> **EXERCISE**:
Rewrite the data from the line with "Place one marker on every instance of the orange" up to and including the line with "pixel 52 17", substituting "pasture" for "meadow" and keeping everything else the same.

> **EXCERPTED DATA**:
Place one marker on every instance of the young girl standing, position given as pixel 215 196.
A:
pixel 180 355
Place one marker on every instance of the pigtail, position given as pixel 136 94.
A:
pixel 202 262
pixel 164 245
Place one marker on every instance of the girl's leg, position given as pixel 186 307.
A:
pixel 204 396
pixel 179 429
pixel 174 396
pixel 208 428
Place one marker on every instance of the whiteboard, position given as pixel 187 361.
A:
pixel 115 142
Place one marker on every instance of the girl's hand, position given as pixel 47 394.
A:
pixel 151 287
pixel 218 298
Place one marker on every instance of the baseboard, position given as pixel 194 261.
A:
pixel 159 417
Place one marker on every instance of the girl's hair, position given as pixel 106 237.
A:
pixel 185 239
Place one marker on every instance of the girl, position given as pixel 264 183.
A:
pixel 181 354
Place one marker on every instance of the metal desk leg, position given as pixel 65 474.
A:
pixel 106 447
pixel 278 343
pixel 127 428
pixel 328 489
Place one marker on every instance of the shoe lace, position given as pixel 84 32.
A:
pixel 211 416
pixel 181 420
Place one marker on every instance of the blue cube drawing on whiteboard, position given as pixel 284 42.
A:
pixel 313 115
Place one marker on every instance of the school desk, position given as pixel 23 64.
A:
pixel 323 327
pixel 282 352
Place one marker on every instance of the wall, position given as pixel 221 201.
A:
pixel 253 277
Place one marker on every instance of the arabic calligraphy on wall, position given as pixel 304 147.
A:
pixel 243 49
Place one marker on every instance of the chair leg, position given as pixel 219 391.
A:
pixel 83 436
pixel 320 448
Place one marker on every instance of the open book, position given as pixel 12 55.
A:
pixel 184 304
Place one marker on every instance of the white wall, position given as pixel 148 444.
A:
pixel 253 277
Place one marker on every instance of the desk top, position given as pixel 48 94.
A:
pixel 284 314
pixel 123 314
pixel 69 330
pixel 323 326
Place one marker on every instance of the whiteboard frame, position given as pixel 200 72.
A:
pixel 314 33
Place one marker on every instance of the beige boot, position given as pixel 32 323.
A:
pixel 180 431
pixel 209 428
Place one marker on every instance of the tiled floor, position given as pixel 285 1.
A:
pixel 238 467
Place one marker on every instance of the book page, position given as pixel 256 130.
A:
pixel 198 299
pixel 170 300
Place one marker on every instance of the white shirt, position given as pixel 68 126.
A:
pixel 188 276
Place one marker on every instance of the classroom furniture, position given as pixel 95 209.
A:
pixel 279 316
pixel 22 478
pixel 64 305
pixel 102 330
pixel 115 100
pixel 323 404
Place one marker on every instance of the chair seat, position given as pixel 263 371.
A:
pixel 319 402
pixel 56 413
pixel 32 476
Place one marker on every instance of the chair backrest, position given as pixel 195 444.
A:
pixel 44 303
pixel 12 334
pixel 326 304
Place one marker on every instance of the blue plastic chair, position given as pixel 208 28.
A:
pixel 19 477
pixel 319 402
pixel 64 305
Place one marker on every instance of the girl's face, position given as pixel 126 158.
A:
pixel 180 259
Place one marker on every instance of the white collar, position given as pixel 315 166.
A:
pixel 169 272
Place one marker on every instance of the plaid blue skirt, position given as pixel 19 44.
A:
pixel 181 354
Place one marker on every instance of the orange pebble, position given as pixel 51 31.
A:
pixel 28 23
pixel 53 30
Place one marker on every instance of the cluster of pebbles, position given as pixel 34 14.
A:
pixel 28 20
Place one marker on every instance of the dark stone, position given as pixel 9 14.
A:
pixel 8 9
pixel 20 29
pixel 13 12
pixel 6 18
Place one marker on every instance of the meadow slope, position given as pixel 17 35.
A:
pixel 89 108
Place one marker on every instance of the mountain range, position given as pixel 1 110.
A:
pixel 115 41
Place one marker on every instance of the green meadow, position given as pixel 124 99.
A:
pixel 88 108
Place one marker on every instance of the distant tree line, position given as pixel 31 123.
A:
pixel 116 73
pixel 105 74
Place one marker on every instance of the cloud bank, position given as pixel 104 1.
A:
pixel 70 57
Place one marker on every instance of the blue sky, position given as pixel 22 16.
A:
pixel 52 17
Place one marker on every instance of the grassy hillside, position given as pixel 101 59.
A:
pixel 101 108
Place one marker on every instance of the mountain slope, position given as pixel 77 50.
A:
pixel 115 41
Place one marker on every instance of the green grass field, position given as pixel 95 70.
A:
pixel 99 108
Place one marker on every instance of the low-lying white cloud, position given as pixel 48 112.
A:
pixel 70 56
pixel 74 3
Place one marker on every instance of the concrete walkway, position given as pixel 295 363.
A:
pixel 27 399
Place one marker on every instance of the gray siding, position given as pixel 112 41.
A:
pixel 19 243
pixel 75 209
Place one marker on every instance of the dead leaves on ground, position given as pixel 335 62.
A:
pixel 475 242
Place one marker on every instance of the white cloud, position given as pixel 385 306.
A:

> **ANSWER**:
Place one marker on every instance of the orange pebble, position given as pixel 51 31.
A:
pixel 28 23
pixel 53 30
Place one marker on every instance of the cluster of pebbles, position given as pixel 34 14.
A:
pixel 28 20
Place one marker on every instance of the dark stone, position given as pixel 9 14.
A:
pixel 8 9
pixel 20 29
pixel 13 12
pixel 6 18
Place one marker on every instance of the pasture slope, position given as pixel 17 35.
A:
pixel 89 108
Place one marker on every instance of the mountain range, position given as pixel 1 110.
A:
pixel 115 41
Place one marker on every instance of the green pasture, position given as pixel 124 99.
A:
pixel 88 108
Place one marker on every instance of the distant tree line, position given as pixel 31 123.
A:
pixel 116 73
pixel 105 74
Place one marker on every instance of the cloud bank, position given as pixel 104 1.
A:
pixel 70 57
Place one marker on every instance of the blue sky, position given as pixel 22 16.
A:
pixel 52 17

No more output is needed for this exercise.